__What this task involves__. Out of the entries that follow, copy each line containing "correct".

•••

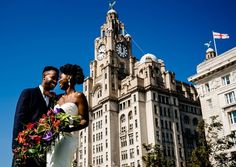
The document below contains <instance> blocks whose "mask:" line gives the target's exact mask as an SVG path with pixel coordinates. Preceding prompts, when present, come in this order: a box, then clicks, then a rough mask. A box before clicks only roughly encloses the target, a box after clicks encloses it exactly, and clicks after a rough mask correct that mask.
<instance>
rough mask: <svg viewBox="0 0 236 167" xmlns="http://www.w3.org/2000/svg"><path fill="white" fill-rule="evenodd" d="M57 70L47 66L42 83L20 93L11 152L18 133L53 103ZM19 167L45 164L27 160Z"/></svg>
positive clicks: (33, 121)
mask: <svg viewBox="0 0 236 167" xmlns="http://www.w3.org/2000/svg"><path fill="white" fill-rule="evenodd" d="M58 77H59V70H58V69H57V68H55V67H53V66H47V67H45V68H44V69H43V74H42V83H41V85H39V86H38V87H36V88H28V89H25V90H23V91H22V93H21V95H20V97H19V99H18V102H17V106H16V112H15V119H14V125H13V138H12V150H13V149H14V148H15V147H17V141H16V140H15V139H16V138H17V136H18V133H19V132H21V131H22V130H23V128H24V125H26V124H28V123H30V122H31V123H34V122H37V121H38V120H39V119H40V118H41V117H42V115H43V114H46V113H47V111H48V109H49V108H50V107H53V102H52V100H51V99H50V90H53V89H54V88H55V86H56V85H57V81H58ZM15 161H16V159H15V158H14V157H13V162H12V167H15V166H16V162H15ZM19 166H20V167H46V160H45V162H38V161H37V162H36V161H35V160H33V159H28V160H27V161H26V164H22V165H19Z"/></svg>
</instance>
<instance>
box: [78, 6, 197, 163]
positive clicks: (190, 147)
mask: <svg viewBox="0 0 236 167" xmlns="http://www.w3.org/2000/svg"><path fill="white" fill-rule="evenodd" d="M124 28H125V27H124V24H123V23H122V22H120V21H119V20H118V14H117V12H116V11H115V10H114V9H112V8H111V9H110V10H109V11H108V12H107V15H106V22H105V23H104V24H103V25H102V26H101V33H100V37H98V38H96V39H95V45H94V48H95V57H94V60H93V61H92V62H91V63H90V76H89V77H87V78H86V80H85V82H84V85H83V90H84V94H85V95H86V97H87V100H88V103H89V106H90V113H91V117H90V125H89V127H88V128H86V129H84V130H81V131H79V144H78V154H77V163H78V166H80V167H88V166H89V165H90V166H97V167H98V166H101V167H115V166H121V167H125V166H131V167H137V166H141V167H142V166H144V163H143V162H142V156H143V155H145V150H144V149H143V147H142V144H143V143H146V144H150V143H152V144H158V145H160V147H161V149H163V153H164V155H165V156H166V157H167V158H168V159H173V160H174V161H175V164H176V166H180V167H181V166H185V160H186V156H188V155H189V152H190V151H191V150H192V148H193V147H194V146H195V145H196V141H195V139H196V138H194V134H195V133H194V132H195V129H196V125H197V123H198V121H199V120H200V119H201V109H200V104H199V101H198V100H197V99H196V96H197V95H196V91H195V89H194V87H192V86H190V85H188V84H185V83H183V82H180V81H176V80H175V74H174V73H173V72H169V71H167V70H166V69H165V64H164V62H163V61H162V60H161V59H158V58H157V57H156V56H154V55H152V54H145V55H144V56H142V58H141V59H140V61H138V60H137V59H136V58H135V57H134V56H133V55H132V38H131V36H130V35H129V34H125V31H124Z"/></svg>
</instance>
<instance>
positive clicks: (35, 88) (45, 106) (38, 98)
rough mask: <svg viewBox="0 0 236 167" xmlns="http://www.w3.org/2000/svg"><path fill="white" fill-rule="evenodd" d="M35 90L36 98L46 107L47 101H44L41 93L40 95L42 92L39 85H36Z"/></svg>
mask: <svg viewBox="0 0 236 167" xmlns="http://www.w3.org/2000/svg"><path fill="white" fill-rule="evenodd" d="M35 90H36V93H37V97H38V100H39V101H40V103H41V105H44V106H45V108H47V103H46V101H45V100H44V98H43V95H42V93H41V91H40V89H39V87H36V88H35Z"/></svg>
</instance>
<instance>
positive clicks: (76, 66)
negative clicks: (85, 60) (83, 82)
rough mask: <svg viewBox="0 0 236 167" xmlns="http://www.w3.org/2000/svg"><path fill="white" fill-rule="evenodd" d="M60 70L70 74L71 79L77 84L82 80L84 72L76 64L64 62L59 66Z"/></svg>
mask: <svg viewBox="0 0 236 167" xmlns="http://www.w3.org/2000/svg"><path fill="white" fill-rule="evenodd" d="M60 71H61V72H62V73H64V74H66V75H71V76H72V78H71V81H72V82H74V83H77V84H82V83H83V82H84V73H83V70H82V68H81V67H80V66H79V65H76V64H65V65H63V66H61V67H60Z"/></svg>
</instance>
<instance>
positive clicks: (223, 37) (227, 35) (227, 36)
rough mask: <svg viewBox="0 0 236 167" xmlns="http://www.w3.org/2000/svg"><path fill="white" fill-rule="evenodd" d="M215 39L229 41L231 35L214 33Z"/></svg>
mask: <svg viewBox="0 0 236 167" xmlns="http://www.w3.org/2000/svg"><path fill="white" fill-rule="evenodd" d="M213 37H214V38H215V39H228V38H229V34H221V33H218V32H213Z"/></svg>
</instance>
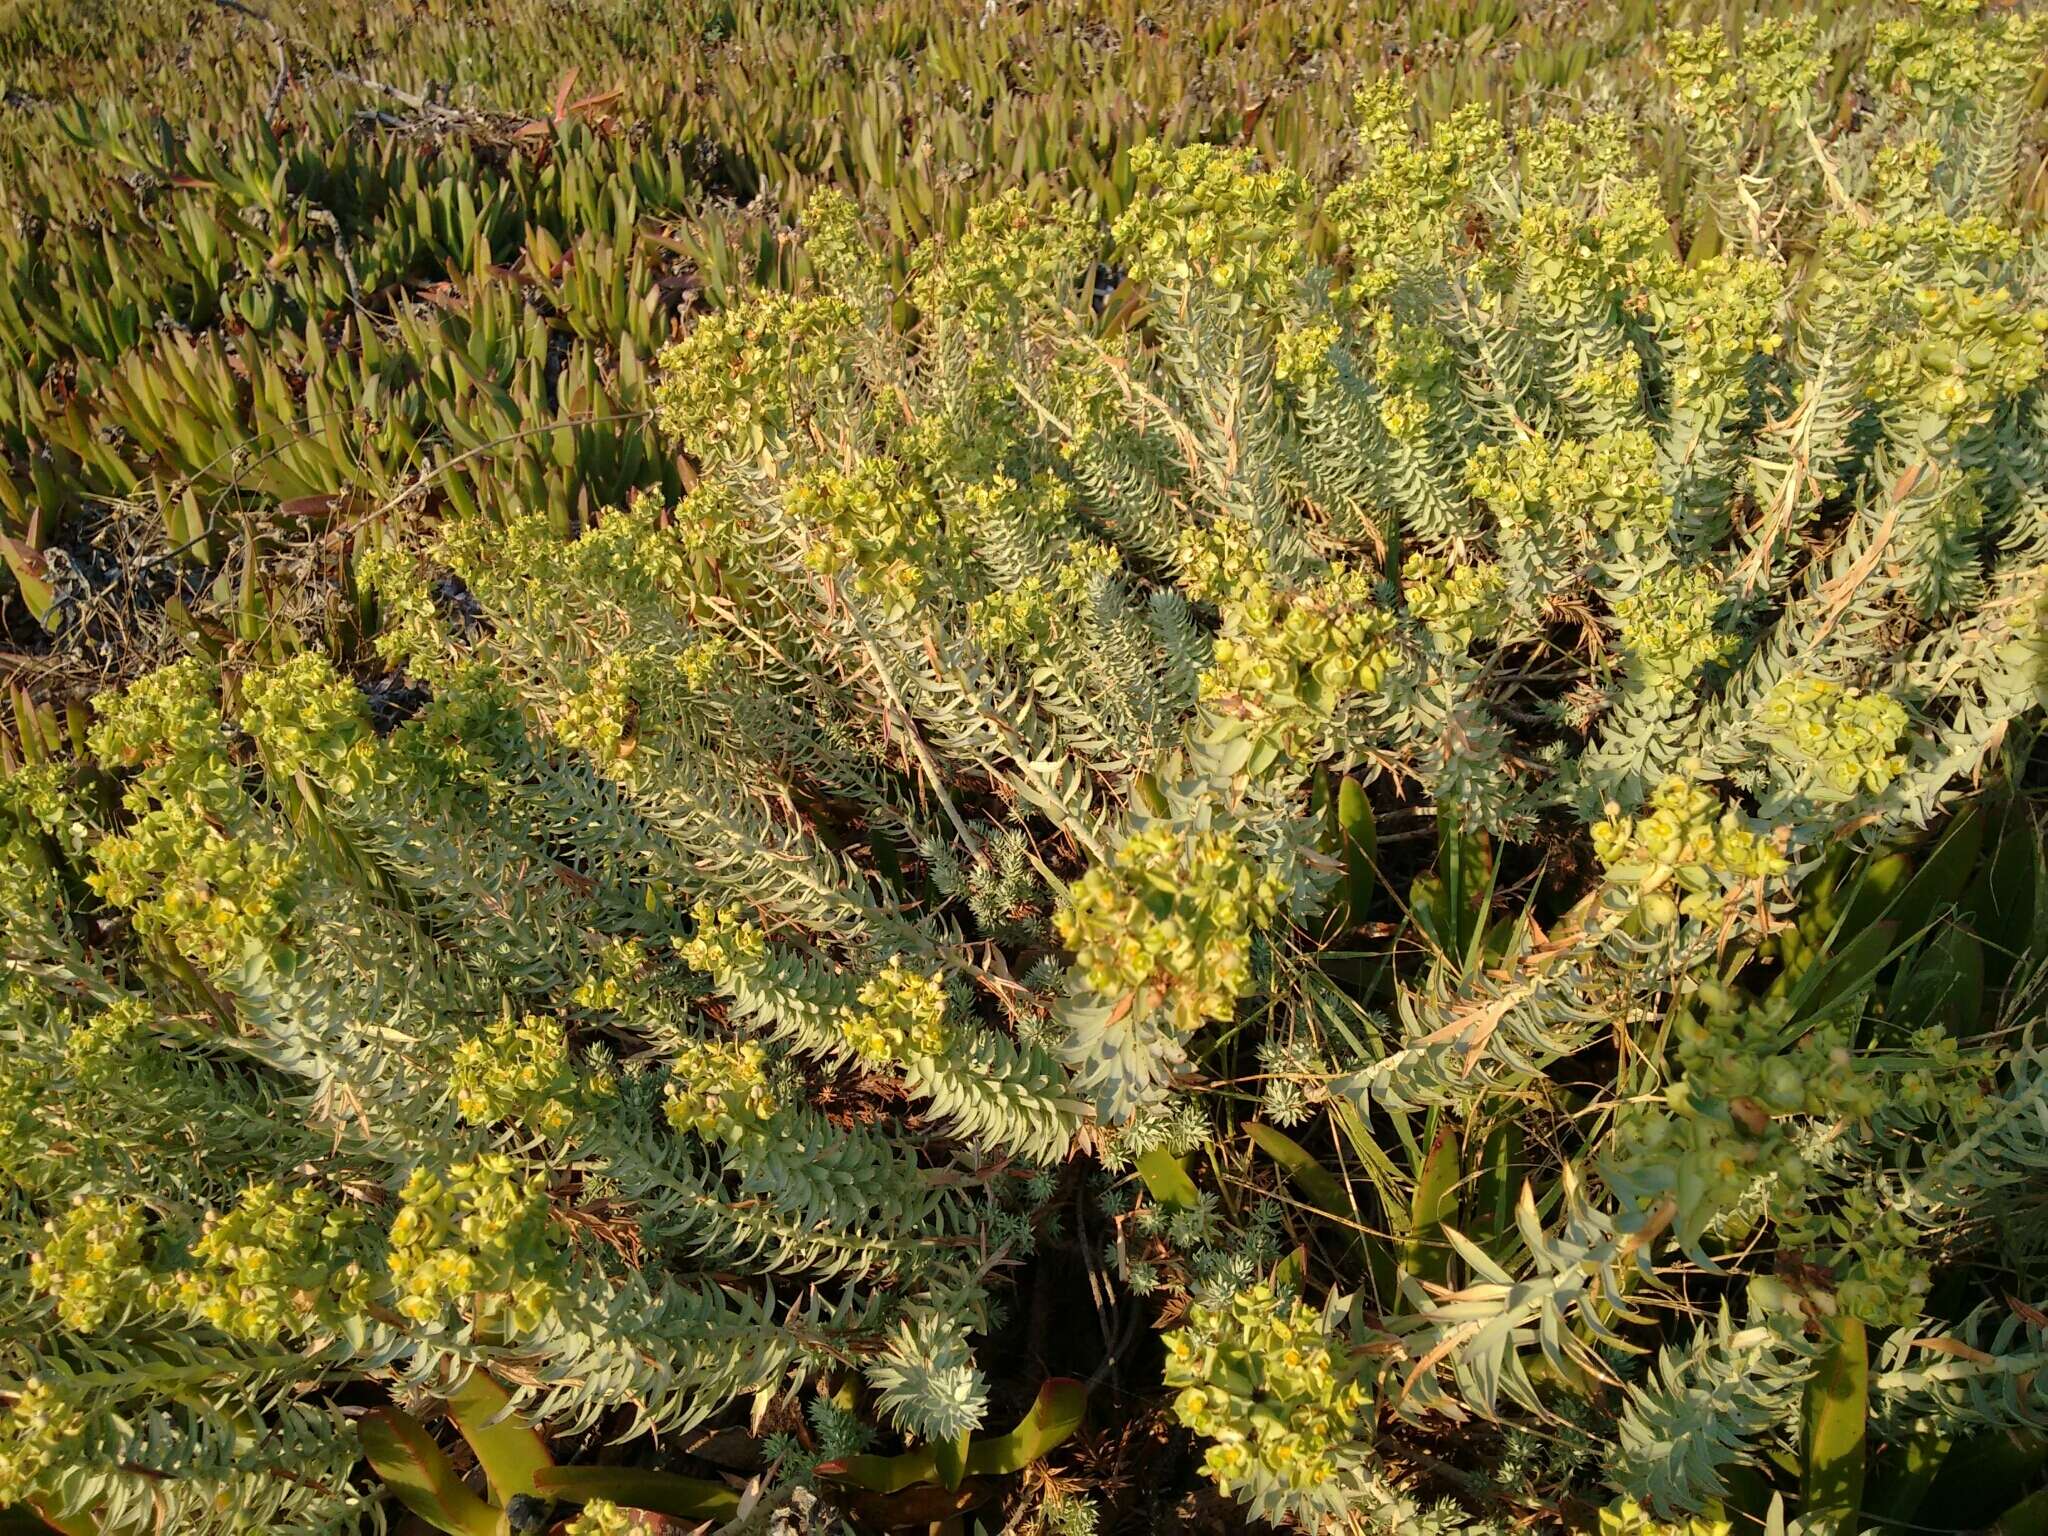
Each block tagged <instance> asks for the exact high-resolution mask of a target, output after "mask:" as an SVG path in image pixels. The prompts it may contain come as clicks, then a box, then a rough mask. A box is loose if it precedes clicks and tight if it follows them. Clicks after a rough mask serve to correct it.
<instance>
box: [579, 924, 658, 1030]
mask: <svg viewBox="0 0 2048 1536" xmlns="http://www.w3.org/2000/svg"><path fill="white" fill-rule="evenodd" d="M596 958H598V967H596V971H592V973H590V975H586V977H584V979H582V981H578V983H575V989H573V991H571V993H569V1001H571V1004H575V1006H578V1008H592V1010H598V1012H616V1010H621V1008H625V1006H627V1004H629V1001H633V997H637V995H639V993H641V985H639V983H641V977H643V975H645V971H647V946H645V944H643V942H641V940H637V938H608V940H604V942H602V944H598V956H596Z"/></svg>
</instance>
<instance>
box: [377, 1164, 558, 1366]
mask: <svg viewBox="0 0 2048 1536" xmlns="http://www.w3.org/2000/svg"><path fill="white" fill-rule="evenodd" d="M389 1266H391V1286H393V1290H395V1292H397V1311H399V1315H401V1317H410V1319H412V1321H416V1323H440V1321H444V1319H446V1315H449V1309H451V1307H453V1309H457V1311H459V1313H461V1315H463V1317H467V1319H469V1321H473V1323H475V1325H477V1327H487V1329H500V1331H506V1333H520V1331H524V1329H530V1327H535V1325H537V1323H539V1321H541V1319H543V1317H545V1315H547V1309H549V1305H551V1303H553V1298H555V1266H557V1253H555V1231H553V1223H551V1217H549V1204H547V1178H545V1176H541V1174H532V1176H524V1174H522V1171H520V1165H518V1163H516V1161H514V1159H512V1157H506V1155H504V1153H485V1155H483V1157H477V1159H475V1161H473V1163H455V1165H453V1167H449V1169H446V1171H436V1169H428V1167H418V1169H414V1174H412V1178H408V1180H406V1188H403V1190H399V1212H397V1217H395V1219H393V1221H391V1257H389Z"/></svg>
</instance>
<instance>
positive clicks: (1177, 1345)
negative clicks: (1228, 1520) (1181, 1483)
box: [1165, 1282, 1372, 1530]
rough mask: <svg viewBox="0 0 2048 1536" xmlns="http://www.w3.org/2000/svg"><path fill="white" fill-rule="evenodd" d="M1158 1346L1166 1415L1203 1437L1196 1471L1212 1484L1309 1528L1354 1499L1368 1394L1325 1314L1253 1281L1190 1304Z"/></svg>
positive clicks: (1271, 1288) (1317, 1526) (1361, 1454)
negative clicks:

•••

__Answer below__.
The document below contains <instance> blocks whose "mask:" line gives the target's exact mask as an SVG path with pixel coordinates. Preceding prompts, when present, come in this order: a box, then clicks, then a rough mask. A box before clicks only roughly encloses the target, a box after clicks encloses it exactly, and clicks after a rough mask correct that mask.
Each block tagged <instance> asks for the exact high-resolution mask of a target, output after "mask:" as an SVG path in image pixels. The prompts it may contain come as clicks, then a box, then a rough mask. A box is loose if it precedes clicks and tight if it follows them. Clicks after a rough mask serve to correct it.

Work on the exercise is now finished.